WHAT THE EXERCISE ASKS: Rewrite each line of the records below as a row in a Markdown table, skipping blank lines. Use a "Row" column for the row number and a "Line" column for the line.

EXTRACTED DATA:
.....
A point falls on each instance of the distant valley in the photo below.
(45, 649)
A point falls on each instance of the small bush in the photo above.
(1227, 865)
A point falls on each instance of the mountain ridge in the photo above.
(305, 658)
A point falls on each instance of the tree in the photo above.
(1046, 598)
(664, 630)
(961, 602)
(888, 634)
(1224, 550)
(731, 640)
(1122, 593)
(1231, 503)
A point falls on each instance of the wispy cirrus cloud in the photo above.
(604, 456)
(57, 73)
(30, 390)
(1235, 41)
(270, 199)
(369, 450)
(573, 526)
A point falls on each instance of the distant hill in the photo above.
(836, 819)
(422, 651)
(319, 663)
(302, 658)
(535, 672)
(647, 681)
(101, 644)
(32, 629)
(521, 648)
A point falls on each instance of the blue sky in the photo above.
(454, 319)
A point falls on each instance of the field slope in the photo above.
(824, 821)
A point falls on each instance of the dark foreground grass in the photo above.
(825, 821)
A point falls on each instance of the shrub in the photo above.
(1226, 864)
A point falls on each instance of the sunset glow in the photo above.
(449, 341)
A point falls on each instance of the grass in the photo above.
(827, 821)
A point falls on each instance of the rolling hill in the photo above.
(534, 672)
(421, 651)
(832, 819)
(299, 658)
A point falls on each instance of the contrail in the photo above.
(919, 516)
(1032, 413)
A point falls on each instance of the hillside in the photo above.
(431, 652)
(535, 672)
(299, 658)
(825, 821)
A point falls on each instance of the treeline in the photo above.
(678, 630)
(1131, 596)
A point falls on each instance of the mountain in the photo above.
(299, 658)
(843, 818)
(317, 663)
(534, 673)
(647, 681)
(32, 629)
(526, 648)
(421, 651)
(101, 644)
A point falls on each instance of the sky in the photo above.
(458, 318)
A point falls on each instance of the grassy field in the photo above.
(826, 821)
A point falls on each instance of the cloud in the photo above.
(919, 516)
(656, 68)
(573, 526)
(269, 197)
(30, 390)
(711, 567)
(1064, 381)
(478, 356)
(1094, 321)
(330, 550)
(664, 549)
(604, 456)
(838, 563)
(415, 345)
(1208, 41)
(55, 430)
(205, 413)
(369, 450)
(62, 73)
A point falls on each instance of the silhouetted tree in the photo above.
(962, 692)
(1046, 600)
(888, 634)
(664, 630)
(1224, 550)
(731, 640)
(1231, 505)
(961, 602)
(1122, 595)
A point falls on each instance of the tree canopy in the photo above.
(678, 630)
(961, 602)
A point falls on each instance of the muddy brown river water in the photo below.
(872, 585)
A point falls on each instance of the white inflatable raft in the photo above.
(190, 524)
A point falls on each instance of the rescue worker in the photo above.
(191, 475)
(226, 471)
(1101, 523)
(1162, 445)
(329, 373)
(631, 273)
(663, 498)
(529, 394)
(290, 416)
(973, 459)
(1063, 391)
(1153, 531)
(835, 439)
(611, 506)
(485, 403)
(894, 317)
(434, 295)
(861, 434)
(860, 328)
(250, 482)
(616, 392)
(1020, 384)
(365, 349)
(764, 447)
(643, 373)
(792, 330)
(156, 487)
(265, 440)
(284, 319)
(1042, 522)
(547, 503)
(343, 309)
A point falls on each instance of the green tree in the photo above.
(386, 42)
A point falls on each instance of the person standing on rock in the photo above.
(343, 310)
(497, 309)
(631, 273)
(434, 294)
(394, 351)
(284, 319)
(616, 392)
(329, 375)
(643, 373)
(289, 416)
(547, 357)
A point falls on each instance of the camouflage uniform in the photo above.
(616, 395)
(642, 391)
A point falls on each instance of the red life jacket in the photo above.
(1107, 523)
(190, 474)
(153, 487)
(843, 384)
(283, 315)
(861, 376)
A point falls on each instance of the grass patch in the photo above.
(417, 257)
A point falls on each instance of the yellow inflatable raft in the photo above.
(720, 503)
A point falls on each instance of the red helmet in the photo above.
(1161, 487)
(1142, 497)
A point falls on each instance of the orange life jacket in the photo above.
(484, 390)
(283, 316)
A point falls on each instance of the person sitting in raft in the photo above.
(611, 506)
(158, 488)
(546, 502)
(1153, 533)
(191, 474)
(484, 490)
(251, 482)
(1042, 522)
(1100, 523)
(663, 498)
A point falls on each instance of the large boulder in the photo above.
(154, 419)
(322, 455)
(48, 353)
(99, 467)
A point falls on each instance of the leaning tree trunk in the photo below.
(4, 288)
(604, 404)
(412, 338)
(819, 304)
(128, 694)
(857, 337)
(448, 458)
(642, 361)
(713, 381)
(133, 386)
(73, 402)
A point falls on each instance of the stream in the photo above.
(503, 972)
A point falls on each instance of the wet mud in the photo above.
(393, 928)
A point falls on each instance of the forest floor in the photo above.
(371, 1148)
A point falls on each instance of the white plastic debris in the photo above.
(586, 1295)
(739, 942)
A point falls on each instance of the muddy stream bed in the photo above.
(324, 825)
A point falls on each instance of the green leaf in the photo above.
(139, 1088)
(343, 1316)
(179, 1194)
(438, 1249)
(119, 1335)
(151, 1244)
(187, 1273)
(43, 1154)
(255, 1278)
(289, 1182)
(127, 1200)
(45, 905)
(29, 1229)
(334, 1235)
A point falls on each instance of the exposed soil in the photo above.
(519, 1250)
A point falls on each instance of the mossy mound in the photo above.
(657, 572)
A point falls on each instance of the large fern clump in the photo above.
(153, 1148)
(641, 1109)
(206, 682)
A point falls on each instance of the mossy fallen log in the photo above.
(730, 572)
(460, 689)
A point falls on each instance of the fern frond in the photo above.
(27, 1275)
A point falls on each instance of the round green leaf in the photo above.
.....
SOLUTION FOR THIS EXERCISE:
| Row | Line |
|---|---|
| 1 | A point falls on each instance of the distant valley in the photo below. |
| 2 | (45, 649) |
| 3 | A point falls on each instance of the small bush in the photo above. |
| 4 | (1227, 865) |
| 5 | A point falls on each instance of the mountain ridge in the photo above. |
| 6 | (305, 658) |
| 7 | A point falls on each instance of the tree in the photo above. |
| 8 | (1046, 598) |
| 9 | (664, 630) |
| 10 | (961, 602) |
| 11 | (888, 634) |
| 12 | (1224, 550) |
| 13 | (731, 640) |
| 14 | (1122, 593) |
| 15 | (1231, 503) |
| 16 | A point falls on each instance of the wispy cirrus cloud in the photo above. |
| 17 | (604, 456) |
| 18 | (57, 73) |
| 19 | (30, 390) |
| 20 | (1235, 41) |
| 21 | (270, 199) |
| 22 | (369, 450) |
| 23 | (573, 526) |
| 24 | A point falls on each instance of the distant hill in the photo above. |
| 25 | (836, 819) |
| 26 | (422, 651) |
| 27 | (319, 663) |
| 28 | (302, 658) |
| 29 | (535, 672) |
| 30 | (647, 681) |
| 31 | (101, 644) |
| 32 | (32, 629) |
| 33 | (521, 648) |
| 34 | A point falls on each instance of the blue sky in the photo above. |
| 35 | (454, 319) |
| 36 | A point falls on each instance of the field slope in the photo above. |
| 37 | (824, 821) |
| 38 | A point falls on each instance of the dark foreground grass in the photo above. |
| 39 | (825, 821) |
| 40 | A point falls on each instance of the shrub in the photo above. |
| 41 | (1226, 864) |
| 42 | A point falls on each instance of the sunset glow in the photo above. |
| 43 | (449, 341) |
| 44 | A point falls on each instance of the grass in the photo above. |
| 45 | (827, 821) |
| 46 | A point falls on each instance of the rolling hill in the photo above. |
| 47 | (534, 672) |
| 48 | (421, 651) |
| 49 | (832, 819) |
| 50 | (299, 658) |
| 51 | A point falls on each instance of the contrail in the photo above. |
| 52 | (919, 516) |
| 53 | (1032, 413) |
| 54 | A point falls on each instance of the hillside in the photo above. |
| 55 | (431, 652) |
| 56 | (535, 672) |
| 57 | (299, 658) |
| 58 | (825, 821) |
| 59 | A point falls on each instance of the treeline in the photo above. |
| 60 | (678, 630) |
| 61 | (1131, 596) |
| 62 | A point falls on each instance of the mountain in the photo above. |
| 63 | (299, 658) |
| 64 | (843, 818) |
| 65 | (317, 663) |
| 66 | (534, 673) |
| 67 | (647, 681) |
| 68 | (32, 629) |
| 69 | (526, 648) |
| 70 | (421, 651) |
| 71 | (101, 644) |
| 72 | A point falls on each instance of the sky in the photo above. |
| 73 | (458, 318) |
| 74 | A point falls on each instance of the grassy field in the photo above. |
| 75 | (826, 821) |
| 76 | A point falls on each instance of the cloud in the photo above. |
| 77 | (919, 516) |
| 78 | (656, 68) |
| 79 | (573, 526) |
| 80 | (269, 197) |
| 81 | (30, 390) |
| 82 | (711, 567) |
| 83 | (1064, 381) |
| 84 | (478, 356) |
| 85 | (1094, 321) |
| 86 | (330, 550) |
| 87 | (664, 549) |
| 88 | (604, 456) |
| 89 | (838, 563) |
| 90 | (415, 345) |
| 91 | (1208, 41) |
| 92 | (55, 430) |
| 93 | (205, 413) |
| 94 | (369, 450) |
| 95 | (62, 73) |
| 96 | A point falls on each instance of the silhouetted tree in the photo above. |
| 97 | (962, 692) |
| 98 | (1046, 600) |
| 99 | (888, 634) |
| 100 | (664, 630) |
| 101 | (1224, 550) |
| 102 | (731, 640) |
| 103 | (1231, 505) |
| 104 | (961, 602) |
| 105 | (1122, 595) |
| 106 | A point falls on each instance of the tree canopy in the photo above. |
| 107 | (678, 630) |
| 108 | (961, 602) |
| 109 | A point falls on each instance of the muddy brown river water in the photo below. |
| 110 | (872, 585) |
| 111 | A point falls on each instance of the white inflatable raft in the photo above. |
| 112 | (190, 524) |
| 113 | A point falls on each instance of the rescue worker in the photo above. |
| 114 | (191, 475) |
| 115 | (226, 471) |
| 116 | (1101, 523) |
| 117 | (1162, 445) |
| 118 | (329, 373) |
| 119 | (631, 273) |
| 120 | (663, 498) |
| 121 | (529, 394) |
| 122 | (290, 416) |
| 123 | (973, 459) |
| 124 | (1063, 391) |
| 125 | (1153, 531) |
| 126 | (835, 439) |
| 127 | (611, 506) |
| 128 | (485, 403) |
| 129 | (894, 317) |
| 130 | (434, 295) |
| 131 | (861, 434) |
| 132 | (860, 328) |
| 133 | (250, 482) |
| 134 | (616, 392) |
| 135 | (1020, 384) |
| 136 | (365, 349) |
| 137 | (764, 447) |
| 138 | (643, 373) |
| 139 | (792, 330) |
| 140 | (156, 487) |
| 141 | (265, 440) |
| 142 | (284, 319) |
| 143 | (1042, 522) |
| 144 | (547, 503) |
| 145 | (343, 309) |
| 146 | A point falls on each instance of the green tree in the photo above. |
| 147 | (386, 42) |
| 148 | A point falls on each instance of the person standing on rock in the photo above. |
| 149 | (343, 310) |
| 150 | (497, 309) |
| 151 | (631, 273) |
| 152 | (434, 294) |
| 153 | (394, 351) |
| 154 | (284, 319) |
| 155 | (616, 392) |
| 156 | (329, 375) |
| 157 | (643, 373) |
| 158 | (289, 416) |
| 159 | (547, 357) |
| 160 | A point falls on each instance of the camouflage uniform in the photo above. |
| 161 | (616, 395) |
| 162 | (642, 391) |
| 163 | A point falls on each instance of the red life jacket in the photo above. |
| 164 | (1107, 523) |
| 165 | (190, 474) |
| 166 | (153, 487) |
| 167 | (843, 384) |
| 168 | (283, 315) |
| 169 | (861, 376) |
| 170 | A point falls on each instance of the grass patch in the photo above. |
| 171 | (417, 257) |
| 172 | A point falls on each instance of the yellow inflatable raft in the photo above. |
| 173 | (720, 503) |
| 174 | A point falls on each instance of the red helmet in the photo above. |
| 175 | (1161, 487) |
| 176 | (1142, 497) |
| 177 | A point falls on each instance of the orange life jacket in the photo above. |
| 178 | (484, 390) |
| 179 | (283, 316) |
| 180 | A point falls on each instance of the person sitting in raft in the photo above. |
| 181 | (611, 506) |
| 182 | (158, 488) |
| 183 | (546, 502) |
| 184 | (1153, 533) |
| 185 | (191, 474) |
| 186 | (484, 490) |
| 187 | (251, 482) |
| 188 | (1042, 522) |
| 189 | (1100, 523) |
| 190 | (663, 498) |
| 191 | A point falls on each instance of the large boulder in the photo above. |
| 192 | (154, 419) |
| 193 | (322, 455) |
| 194 | (48, 353) |
| 195 | (99, 467) |
| 196 | A point falls on each instance of the leaning tree trunk in the photo below. |
| 197 | (4, 288) |
| 198 | (604, 404) |
| 199 | (412, 338) |
| 200 | (819, 304) |
| 201 | (128, 694) |
| 202 | (857, 337) |
| 203 | (448, 458) |
| 204 | (642, 361) |
| 205 | (713, 381) |
| 206 | (133, 386) |
| 207 | (73, 402) |
| 208 | A point falls on each instance of the stream in the photo above. |
| 209 | (503, 972) |
| 210 | A point falls on each instance of the wet mud in the photo above. |
| 211 | (393, 928) |
| 212 | A point falls on each instance of the forest floor in the photo above. |
| 213 | (371, 1148) |
| 214 | A point falls on each instance of the white plastic debris in the photo above. |
| 215 | (586, 1295) |
| 216 | (739, 942) |
| 217 | A point falls on each instance of the muddy stream bed in the photo above. |
| 218 | (324, 825) |
| 219 | A point falls on each instance of the green leaf in the photo above. |
| 220 | (139, 1088) |
| 221 | (343, 1316) |
| 222 | (179, 1194) |
| 223 | (438, 1249) |
| 224 | (119, 1335) |
| 225 | (151, 1244) |
| 226 | (187, 1273) |
| 227 | (43, 1154) |
| 228 | (255, 1278) |
| 229 | (289, 1182) |
| 230 | (127, 1200) |
| 231 | (45, 905) |
| 232 | (29, 1229) |
| 233 | (334, 1235) |
| 234 | A point falls on each instance of the exposed soil in the photo above. |
| 235 | (519, 1250) |
| 236 | A point falls on each instance of the mossy mound in the photo above. |
| 237 | (657, 572) |
| 238 | A point falls on each instance of the large fern clump in the photo above. |
| 239 | (153, 1148) |
| 240 | (641, 1109) |
| 241 | (206, 682) |
| 242 | A point falls on each instance of the mossy fallen log in the photo above. |
| 243 | (730, 572) |
| 244 | (460, 689) |
| 245 | A point falls on each instance of the fern frond in the photo above. |
| 246 | (27, 1275) |
| 247 | A point falls on each instance of the round green leaf in the photo above. |